• TOP
  • エビデンスにもとづく薬物療法

EVIDENCE-BASED DRUG THERAPY

治療法

令和4年 入院統計

獨協医科大学精神神経科 病棟医長
佐藤 由英

 令和4年1月~12月の入院患者統計について報告させていただきます。 入院患者総数は206名(男性74名、女性206名、平均年齢48.2±21.0歳)でした、代表的な疾患の比率をみますと、 気分障害圏が35.9%(前年度37.9%)、統合失調症圏が27.2%(前年度23.2%)と前年度の統計と概ね同様の傾向でありました。当院は総合病院であることから、身体疾患を合併している症例も多く、必要に応じて当該診療科と連携を図り、身体・精神両面にわたった総合的な治療を行っております。また、栃木県の三次救急を担う救命救急センターと連携し、重篤な身体疾患を合併する精神疾患患者にも対応しております。具体例として、自殺企図症例などの救急患者に対して、救命救急センターと連携して診療にあたっています。必要があれば、当科での入院治療を継続しております。令和2年4月から、自殺企図者の再企図予防のために、日本自殺予防学会の所定の研修を受講した精神科医、看護師、精神保健福祉士による救急患者精神科継続支援を開始し、令和2年度に69人、令和3年度に50人、令和4年(12月末日時点)に56人の介入を行っています。一般身体科病棟への入院患者の精神症状に対して、精神科リエゾンチームによる回診を行い、主科と連携して診療にあたり、令和2年度には323人、令和3年度には629人、令和4年度(12月末日時点)には774人の介入を行うなど、リエゾン・コンサルテーションには近年特に積極的に取り組んでいます。認知症患者に対する専門的な支援を行うためのオレンジチームも活動しており、院内他科との連携、多職種連携を積極的に進め、令和2年度に1123人、令和3年度に1674人、令和4年度(12月末日時点)に743人の介入を行っています。また、治療抵抗性統合失調症に対して、血液・腫瘍内科と連携し、クロザピン治療の導入を行っており、令和4年1月~12月は新規導入4人(前年度3人)の入院治療を行いました。さらに当院は平成29年3月に、日本総合病院精神医学会の電気けいれん療法(ECT)研修施設として認定されており、麻酔科医の協力の下、ECTを積極的に実施しております。令和4年は計33名に対し、延べ303件施行しました。また、令和3年2月に、NeuroStar TMS 治療装置を病棟に設置し、令和3年4月から反復経頭蓋磁気刺激(rTMS)療法の開始しており、令和3年度に計2名に対し述べ51件、令和4年度(12月末日時点)に計1名に対し30件を施行しました。このように身体合併症があり身体科との連携が必要な症例や、ECT、rTMS 療法が適応となる症例、血液内科と連携しながらクロザピンによる治療が必要な症例は大学病院精神科が対応していくべきであり、今後も積極的に対応していきたいと考えております。この様に基幹病院として、他の医療機関と連携を保ちつつ栃木県全般の医療・福祉を向上させるよう努めてまいります。当院での治療が望ましいとご判断頂きました症例は、是非ご紹介いただけますようお願い申し上げます。一方で、当院の精神科病棟は開放病棟であり、著しい興奮状態にある急性期の症例を常時受け入れられる環境でありません。また、当院での急性期治療が終了した後に長期的な継続治療が必要な症例につきまして、当院から転院依頼をさせていただく場合があり、その際には各関連病院の先生方には是非に御協力をいただけると幸いです。

....

**取り組む課題**
#1 抜粋によると、当院が日本総合病院精神医学会の電気けいれん療法(ECT)研修施設として認定されたのはいつですか。
#2 抜粋で、救急患者精神科継続支援を担うとされている職種をすべて挙げてください。
#3 次の(a)〜(c)の記述が抜粋の内容と合っているかどうかを判断し、それぞれ根拠となる抜粋中の語句をそのまま引用してください。
(a) 当院の精神科病棟は閉鎖病棟である。
(b) NeuroStar TMS 治療装置は令和3年2月に病棟に設置された。
(c) 令和4年のECTは、計33名に対し延べ303件施行された。
次に示すリストは、この抜粋とは無関係の別資料です。

**与えられた情報**
....

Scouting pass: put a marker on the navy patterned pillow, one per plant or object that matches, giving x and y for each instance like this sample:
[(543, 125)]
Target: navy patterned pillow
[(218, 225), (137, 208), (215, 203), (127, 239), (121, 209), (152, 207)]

....

**解答結果**
#1 平成29年3月です。

#2 精神科医、看護師、精神保健福祉士

#3
(a) いいえ。「当院の精神科病棟は開放病棟であり」
(b) はい。「令和3年2月に、NeuroStar TMS 治療装置を病棟に設置し」
(c) はい。「令和4年は計33名に対し、延べ303件施行しました」